- Your objective -
Your reply must be the number of lines in the entries that hold the word "below", and nothing else.

══════

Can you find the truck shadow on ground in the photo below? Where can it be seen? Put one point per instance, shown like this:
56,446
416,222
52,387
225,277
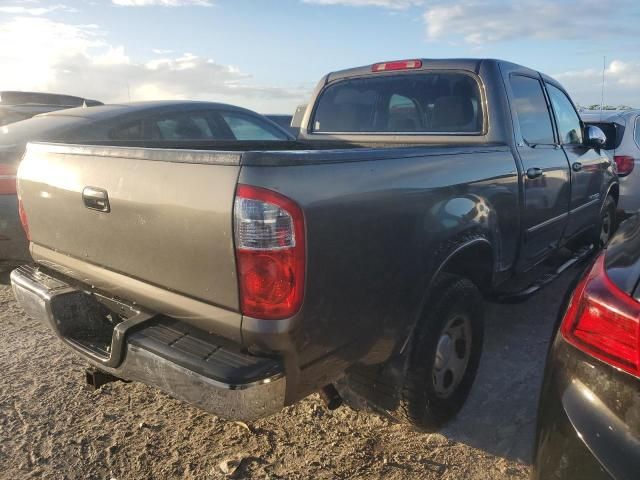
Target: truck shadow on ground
500,414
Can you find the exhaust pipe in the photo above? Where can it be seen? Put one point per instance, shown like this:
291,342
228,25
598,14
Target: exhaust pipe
96,378
330,397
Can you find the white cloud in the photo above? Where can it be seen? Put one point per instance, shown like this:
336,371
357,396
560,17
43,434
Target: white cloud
35,11
392,4
483,21
162,3
77,59
622,84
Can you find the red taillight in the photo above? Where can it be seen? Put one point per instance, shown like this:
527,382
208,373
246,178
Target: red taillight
397,65
7,179
624,164
270,251
604,321
23,219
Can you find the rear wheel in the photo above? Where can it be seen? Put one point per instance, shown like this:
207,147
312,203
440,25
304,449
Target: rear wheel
445,354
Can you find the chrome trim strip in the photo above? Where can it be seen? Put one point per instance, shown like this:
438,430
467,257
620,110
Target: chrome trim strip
209,157
546,223
585,205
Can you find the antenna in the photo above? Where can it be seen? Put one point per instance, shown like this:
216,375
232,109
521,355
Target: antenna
604,67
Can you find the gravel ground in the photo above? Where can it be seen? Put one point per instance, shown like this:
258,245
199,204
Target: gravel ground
52,426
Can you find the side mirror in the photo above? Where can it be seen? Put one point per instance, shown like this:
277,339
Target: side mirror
296,121
594,137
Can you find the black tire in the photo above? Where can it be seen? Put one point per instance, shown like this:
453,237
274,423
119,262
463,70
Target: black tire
423,403
606,224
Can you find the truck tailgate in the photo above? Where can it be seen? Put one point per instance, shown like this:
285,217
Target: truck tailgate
169,218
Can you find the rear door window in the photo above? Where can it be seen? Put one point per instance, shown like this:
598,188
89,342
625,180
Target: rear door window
531,109
434,102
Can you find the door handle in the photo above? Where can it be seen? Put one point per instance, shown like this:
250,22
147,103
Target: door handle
96,199
534,172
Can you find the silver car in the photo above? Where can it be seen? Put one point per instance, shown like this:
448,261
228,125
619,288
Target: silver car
622,128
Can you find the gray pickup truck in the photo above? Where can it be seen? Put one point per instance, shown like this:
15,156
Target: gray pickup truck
352,261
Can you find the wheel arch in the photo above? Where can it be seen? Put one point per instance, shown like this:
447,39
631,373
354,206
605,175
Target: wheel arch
472,257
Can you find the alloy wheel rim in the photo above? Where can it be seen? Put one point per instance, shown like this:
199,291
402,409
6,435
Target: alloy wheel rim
452,355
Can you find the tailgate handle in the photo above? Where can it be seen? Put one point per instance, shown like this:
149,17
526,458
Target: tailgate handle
96,199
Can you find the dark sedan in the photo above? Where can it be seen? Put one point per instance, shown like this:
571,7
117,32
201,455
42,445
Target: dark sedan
167,122
589,414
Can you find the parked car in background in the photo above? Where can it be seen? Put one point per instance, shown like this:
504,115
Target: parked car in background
285,122
589,413
622,129
169,121
352,261
16,106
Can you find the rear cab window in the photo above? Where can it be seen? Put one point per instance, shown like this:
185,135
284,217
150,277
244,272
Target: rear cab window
246,127
186,126
128,131
434,102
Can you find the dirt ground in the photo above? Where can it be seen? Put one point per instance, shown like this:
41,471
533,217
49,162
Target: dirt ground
53,426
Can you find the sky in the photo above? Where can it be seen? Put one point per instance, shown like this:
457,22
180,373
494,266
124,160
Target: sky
267,55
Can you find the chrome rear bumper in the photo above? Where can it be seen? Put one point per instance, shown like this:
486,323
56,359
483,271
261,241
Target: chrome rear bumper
187,363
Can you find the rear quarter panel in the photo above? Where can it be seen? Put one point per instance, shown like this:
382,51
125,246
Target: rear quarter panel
374,235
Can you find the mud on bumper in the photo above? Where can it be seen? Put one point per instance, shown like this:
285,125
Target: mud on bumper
187,363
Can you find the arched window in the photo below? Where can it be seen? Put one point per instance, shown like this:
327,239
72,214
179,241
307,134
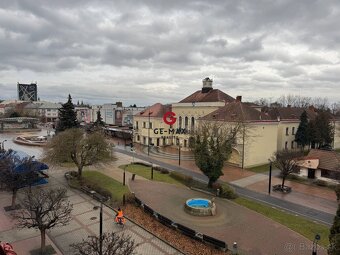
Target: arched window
180,122
186,122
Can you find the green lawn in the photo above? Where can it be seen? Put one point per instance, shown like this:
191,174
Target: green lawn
259,169
114,187
145,171
303,226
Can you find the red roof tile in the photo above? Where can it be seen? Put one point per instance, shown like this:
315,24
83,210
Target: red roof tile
238,111
156,110
214,95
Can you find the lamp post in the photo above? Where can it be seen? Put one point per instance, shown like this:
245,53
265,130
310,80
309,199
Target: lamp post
3,145
270,176
315,244
151,171
179,152
124,176
149,133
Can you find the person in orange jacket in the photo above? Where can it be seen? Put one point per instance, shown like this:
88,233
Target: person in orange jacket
120,217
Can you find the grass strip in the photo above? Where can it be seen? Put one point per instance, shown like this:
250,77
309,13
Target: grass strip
259,169
303,226
105,182
145,171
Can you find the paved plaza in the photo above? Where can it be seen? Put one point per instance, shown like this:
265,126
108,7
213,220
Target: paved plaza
84,223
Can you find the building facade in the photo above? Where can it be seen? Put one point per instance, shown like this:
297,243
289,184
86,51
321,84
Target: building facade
265,131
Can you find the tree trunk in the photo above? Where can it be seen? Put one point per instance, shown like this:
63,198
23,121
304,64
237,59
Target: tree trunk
43,241
14,197
210,183
283,182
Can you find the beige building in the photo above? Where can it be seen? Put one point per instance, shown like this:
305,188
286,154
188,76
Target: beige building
265,132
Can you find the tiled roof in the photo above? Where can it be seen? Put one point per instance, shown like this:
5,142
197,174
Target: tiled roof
214,95
238,111
156,110
328,160
290,113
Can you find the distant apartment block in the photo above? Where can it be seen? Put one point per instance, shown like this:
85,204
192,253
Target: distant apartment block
27,92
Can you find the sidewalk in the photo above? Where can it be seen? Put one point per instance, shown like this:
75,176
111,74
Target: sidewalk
85,222
301,207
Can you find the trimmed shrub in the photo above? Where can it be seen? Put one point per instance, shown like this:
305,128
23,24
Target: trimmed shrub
185,179
321,183
97,188
227,192
142,163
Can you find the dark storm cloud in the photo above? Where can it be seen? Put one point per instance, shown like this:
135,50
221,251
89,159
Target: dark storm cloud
167,47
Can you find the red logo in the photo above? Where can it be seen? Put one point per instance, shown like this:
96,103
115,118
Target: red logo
169,118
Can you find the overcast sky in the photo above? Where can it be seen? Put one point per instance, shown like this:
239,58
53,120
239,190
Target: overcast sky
152,51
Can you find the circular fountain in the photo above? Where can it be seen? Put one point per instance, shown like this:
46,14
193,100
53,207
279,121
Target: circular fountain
200,207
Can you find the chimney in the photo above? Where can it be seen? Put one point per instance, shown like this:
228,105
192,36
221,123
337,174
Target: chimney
207,85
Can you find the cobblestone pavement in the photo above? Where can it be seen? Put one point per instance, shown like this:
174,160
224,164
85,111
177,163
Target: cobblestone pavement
85,222
318,198
254,233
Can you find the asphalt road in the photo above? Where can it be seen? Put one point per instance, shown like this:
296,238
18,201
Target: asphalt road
298,209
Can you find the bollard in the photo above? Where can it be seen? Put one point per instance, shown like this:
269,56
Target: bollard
234,252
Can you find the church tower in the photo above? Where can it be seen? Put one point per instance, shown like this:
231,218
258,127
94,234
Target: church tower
207,85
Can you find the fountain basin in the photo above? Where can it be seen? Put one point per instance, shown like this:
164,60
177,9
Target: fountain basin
200,207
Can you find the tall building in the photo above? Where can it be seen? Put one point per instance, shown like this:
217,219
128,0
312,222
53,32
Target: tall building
27,92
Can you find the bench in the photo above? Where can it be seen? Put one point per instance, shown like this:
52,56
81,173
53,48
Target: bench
165,221
138,201
187,231
148,210
215,242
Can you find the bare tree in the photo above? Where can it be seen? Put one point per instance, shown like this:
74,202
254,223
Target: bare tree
113,244
286,161
44,209
74,145
212,145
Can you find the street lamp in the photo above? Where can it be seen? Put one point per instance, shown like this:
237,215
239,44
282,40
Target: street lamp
179,152
151,171
3,145
124,176
270,176
149,133
100,225
315,244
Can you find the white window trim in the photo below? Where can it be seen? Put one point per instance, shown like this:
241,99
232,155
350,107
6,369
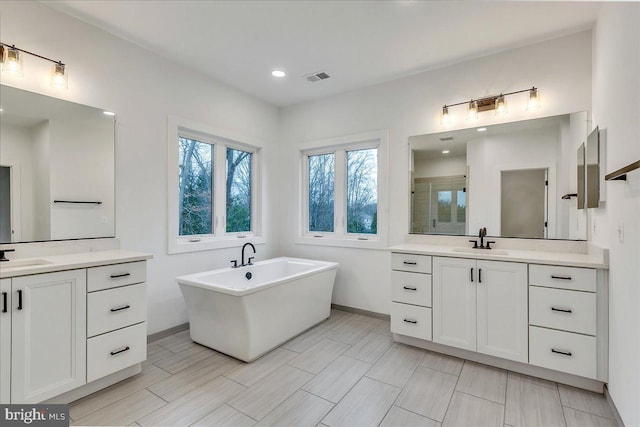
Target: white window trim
221,139
339,237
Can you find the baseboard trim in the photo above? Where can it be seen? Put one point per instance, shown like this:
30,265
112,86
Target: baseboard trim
612,404
173,330
360,311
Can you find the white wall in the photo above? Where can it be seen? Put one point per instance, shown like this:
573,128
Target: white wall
16,151
561,68
142,88
616,108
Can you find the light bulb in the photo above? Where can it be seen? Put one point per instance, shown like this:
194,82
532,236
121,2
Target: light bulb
534,99
446,118
501,106
472,110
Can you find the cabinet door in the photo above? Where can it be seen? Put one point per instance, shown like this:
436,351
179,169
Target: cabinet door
5,341
454,302
48,335
502,309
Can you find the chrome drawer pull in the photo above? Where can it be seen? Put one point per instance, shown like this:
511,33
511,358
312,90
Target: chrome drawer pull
566,353
113,353
562,310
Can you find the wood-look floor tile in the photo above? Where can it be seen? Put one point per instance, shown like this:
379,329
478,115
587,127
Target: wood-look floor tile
184,359
194,405
398,417
585,401
124,411
351,332
150,374
319,356
466,410
442,362
306,340
531,405
156,352
371,347
261,398
300,409
365,405
250,373
576,418
428,393
532,380
396,365
337,379
195,376
225,416
483,381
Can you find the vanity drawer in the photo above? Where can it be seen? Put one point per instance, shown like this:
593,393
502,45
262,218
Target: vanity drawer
116,350
116,308
563,351
411,288
552,276
411,262
561,309
411,320
111,276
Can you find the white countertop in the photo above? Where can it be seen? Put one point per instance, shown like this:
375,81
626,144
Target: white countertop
597,259
48,264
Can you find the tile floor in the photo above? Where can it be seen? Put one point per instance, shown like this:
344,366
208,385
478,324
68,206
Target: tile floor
347,371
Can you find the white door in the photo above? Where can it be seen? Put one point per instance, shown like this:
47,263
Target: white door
48,335
5,341
454,302
502,309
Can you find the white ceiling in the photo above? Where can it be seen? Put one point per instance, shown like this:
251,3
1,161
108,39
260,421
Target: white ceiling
359,43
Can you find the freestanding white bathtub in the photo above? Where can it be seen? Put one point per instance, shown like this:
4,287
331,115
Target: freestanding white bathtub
245,312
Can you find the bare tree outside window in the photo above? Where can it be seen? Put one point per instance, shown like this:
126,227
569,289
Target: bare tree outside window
238,190
321,192
362,191
195,187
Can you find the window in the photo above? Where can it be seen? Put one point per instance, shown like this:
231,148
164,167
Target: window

══════

- Task result -
3